PROBLEM TO WORK ON.
Transcribe every record beneath, precisely as written.

RAW DATA.
|---|
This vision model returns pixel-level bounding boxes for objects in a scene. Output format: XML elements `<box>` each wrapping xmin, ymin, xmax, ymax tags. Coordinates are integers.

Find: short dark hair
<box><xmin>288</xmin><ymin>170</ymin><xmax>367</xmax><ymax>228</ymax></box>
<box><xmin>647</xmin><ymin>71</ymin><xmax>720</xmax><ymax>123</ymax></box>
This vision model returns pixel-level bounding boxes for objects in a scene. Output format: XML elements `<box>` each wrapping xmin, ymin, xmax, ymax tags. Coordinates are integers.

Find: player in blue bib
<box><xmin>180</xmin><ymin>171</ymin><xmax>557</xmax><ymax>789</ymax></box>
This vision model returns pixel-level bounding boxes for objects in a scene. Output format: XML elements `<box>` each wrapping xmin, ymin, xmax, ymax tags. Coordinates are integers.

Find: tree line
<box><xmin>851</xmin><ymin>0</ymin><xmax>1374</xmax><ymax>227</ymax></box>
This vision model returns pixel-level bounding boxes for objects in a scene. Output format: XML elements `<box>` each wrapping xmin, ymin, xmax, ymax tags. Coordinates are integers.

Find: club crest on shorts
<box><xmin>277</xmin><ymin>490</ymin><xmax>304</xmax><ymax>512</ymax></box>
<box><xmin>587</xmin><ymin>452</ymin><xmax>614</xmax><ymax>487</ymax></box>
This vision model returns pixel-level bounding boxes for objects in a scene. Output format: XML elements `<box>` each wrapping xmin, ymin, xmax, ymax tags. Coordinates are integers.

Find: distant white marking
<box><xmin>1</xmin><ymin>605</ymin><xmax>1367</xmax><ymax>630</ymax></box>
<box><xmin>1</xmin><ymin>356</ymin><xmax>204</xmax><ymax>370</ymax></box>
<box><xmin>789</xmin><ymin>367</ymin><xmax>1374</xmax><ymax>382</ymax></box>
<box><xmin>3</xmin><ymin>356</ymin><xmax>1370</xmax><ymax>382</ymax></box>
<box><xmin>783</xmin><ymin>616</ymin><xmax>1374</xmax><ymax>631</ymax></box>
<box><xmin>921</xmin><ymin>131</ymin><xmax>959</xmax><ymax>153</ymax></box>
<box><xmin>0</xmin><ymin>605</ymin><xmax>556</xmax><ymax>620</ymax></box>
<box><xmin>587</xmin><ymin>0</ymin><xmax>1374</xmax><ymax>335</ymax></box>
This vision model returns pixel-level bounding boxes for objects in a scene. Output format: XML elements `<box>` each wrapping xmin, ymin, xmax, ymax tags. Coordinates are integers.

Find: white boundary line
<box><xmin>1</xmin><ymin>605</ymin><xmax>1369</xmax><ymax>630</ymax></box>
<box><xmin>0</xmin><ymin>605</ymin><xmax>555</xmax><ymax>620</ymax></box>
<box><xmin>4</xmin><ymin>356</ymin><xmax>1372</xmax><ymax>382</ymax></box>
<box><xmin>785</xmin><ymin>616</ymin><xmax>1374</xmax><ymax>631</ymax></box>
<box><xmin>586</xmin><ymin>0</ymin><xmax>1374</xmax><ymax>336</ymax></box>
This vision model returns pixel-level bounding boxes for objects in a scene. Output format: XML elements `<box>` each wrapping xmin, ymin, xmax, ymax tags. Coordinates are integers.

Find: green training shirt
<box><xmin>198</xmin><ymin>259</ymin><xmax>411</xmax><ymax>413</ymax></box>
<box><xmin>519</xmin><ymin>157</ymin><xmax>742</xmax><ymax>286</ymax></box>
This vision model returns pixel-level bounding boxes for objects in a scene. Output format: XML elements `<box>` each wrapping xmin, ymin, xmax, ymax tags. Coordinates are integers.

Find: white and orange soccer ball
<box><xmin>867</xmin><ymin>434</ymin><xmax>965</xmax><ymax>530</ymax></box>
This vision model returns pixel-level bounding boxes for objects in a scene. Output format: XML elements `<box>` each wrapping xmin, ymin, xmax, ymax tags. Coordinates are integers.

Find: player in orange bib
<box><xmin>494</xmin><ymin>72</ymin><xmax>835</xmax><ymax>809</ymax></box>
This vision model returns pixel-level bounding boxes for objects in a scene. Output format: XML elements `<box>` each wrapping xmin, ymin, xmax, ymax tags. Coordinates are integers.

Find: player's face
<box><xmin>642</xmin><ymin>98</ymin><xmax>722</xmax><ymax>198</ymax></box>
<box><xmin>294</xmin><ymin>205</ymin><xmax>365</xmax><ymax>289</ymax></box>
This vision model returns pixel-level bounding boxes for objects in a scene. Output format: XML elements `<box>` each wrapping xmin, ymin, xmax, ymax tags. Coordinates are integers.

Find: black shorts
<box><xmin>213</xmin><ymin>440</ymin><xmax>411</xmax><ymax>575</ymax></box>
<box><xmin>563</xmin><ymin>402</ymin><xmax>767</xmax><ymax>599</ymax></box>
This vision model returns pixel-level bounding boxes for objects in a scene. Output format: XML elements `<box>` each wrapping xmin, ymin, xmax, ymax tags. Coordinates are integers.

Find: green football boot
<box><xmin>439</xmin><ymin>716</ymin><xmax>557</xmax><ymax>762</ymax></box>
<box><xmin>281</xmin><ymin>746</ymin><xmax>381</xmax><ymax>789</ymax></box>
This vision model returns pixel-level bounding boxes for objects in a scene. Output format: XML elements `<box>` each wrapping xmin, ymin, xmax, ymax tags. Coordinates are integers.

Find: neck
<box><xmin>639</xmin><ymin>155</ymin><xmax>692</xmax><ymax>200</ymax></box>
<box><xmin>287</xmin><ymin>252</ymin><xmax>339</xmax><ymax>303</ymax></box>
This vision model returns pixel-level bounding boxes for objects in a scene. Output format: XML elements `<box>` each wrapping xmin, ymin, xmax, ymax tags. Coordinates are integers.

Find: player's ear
|---|
WRITTEN SOLUTION.
This vision model returns pixel-level bounding boxes for objects in a scene. Output format: XML elements `<box>` each wrapping xmin, ymin, xmax, ymax tags. Coordinates are integers.

Find: short dark hair
<box><xmin>288</xmin><ymin>170</ymin><xmax>367</xmax><ymax>228</ymax></box>
<box><xmin>647</xmin><ymin>71</ymin><xmax>720</xmax><ymax>123</ymax></box>
This vision model returns pixel-level bounding boxes for objects in a scene. Output format: XML elements `<box>` each wrapping xmin, ymin, xmax, ymax tags. Coordinates are integers.

Find: player in blue bib
<box><xmin>180</xmin><ymin>171</ymin><xmax>557</xmax><ymax>789</ymax></box>
This vision model returns pixel-level bounding boxes for objects in a scene. Output format: XML elements `<box>` each wrapping xmin, ymin, xmax, ymax tags. Coordinates are integers.

Find: tree line
<box><xmin>851</xmin><ymin>0</ymin><xmax>1374</xmax><ymax>227</ymax></box>
This vision model returns pixel-level bounding boxes for objects in a scene. Output format: XML elements `<box>` each wrapping xmin, ymin, xmax, ymax tags. Coordinates are integers.

Find: club crest on shorts
<box><xmin>277</xmin><ymin>490</ymin><xmax>304</xmax><ymax>512</ymax></box>
<box><xmin>587</xmin><ymin>452</ymin><xmax>614</xmax><ymax>487</ymax></box>
This vision model returns pixel-level bounding boxes for objects in a scene. Output format: XML elements `<box>` each wrapping xmin, ymin, xmax, ymax tags. Coordinates are integers.

Find: distant white marking
<box><xmin>1</xmin><ymin>605</ymin><xmax>1367</xmax><ymax>630</ymax></box>
<box><xmin>1</xmin><ymin>356</ymin><xmax>204</xmax><ymax>370</ymax></box>
<box><xmin>789</xmin><ymin>367</ymin><xmax>1374</xmax><ymax>382</ymax></box>
<box><xmin>3</xmin><ymin>356</ymin><xmax>1370</xmax><ymax>382</ymax></box>
<box><xmin>783</xmin><ymin>616</ymin><xmax>1374</xmax><ymax>631</ymax></box>
<box><xmin>921</xmin><ymin>131</ymin><xmax>959</xmax><ymax>153</ymax></box>
<box><xmin>0</xmin><ymin>605</ymin><xmax>556</xmax><ymax>620</ymax></box>
<box><xmin>587</xmin><ymin>0</ymin><xmax>1374</xmax><ymax>335</ymax></box>
This vision model returns pixel-level bounding boxes for objects in a scene. Output format: XML elements `<box>` each wrapping xmin, ymin, xmax, ymax tags. Coordinates are integers.

Find: white boundary line
<box><xmin>1</xmin><ymin>605</ymin><xmax>1369</xmax><ymax>630</ymax></box>
<box><xmin>0</xmin><ymin>605</ymin><xmax>555</xmax><ymax>620</ymax></box>
<box><xmin>4</xmin><ymin>356</ymin><xmax>1372</xmax><ymax>382</ymax></box>
<box><xmin>785</xmin><ymin>616</ymin><xmax>1374</xmax><ymax>631</ymax></box>
<box><xmin>586</xmin><ymin>0</ymin><xmax>1374</xmax><ymax>336</ymax></box>
This vision model returns pixel-level bounding boxes for objects in a scene. Output format: XML elements `<box>` each wrapping xmin, ymin, xmax, ymax tags. Coordinates are integers.

Find: green training shirt
<box><xmin>198</xmin><ymin>259</ymin><xmax>411</xmax><ymax>413</ymax></box>
<box><xmin>519</xmin><ymin>157</ymin><xmax>742</xmax><ymax>286</ymax></box>
This vision model returns pixel-level bounding boxes for objects in a scene. Output format: XML elements `<box>` each wrapping xmin, ymin, xmax, ymax tags. Coordinates are integers.

Find: white and orange soccer ball
<box><xmin>867</xmin><ymin>434</ymin><xmax>965</xmax><ymax>530</ymax></box>
This vision model returns pixel-level bounding boxes for objects in a scene. Output format: XML elements `<box>` each wrapping xmin, ymin, xmax, ymax tags. Coordinates are integers.

Find: player in orange bib
<box><xmin>494</xmin><ymin>72</ymin><xmax>835</xmax><ymax>809</ymax></box>
This vision model returns pixel-level bounding boxes for objects in a scene. Output format: XML elements `<box>` each wrapping xmin, ymin, xmax, ymax tags. Coordinates are integers.

Find: player's face
<box><xmin>642</xmin><ymin>98</ymin><xmax>722</xmax><ymax>198</ymax></box>
<box><xmin>294</xmin><ymin>205</ymin><xmax>365</xmax><ymax>289</ymax></box>
This vision model returns pixel-level bounding boxes for objects in a scene. Output format: XML elements `<box>` each wrapping xmin, ymin, xmax, ymax tags. Coordinates are integers.

Find: black shorts
<box><xmin>213</xmin><ymin>440</ymin><xmax>411</xmax><ymax>575</ymax></box>
<box><xmin>563</xmin><ymin>402</ymin><xmax>767</xmax><ymax>599</ymax></box>
This vision model returns pixel-level bounding boxes for objects in a scene. Output format: XML elements `<box>` each wrapping xmin, ymin, xmax, ymax tags. Coordinates are integers.

Find: green football boot
<box><xmin>439</xmin><ymin>716</ymin><xmax>557</xmax><ymax>762</ymax></box>
<box><xmin>281</xmin><ymin>746</ymin><xmax>381</xmax><ymax>789</ymax></box>
This vision model returns pixel-level bounding boxes for objects in a scene. Output format: XML elements `<box>` each wrapping xmin, ymin, xmax, ymax tags. Coordinates are integers.

Find: neck
<box><xmin>639</xmin><ymin>155</ymin><xmax>692</xmax><ymax>200</ymax></box>
<box><xmin>287</xmin><ymin>252</ymin><xmax>339</xmax><ymax>303</ymax></box>
This vision model returns pixel-level bounding boxes for objects in a scene. Output format: XML elements `<box>` each wrapping xmin, ymin, xmax, ymax tags. Coordinates are integers.

Find: player's ear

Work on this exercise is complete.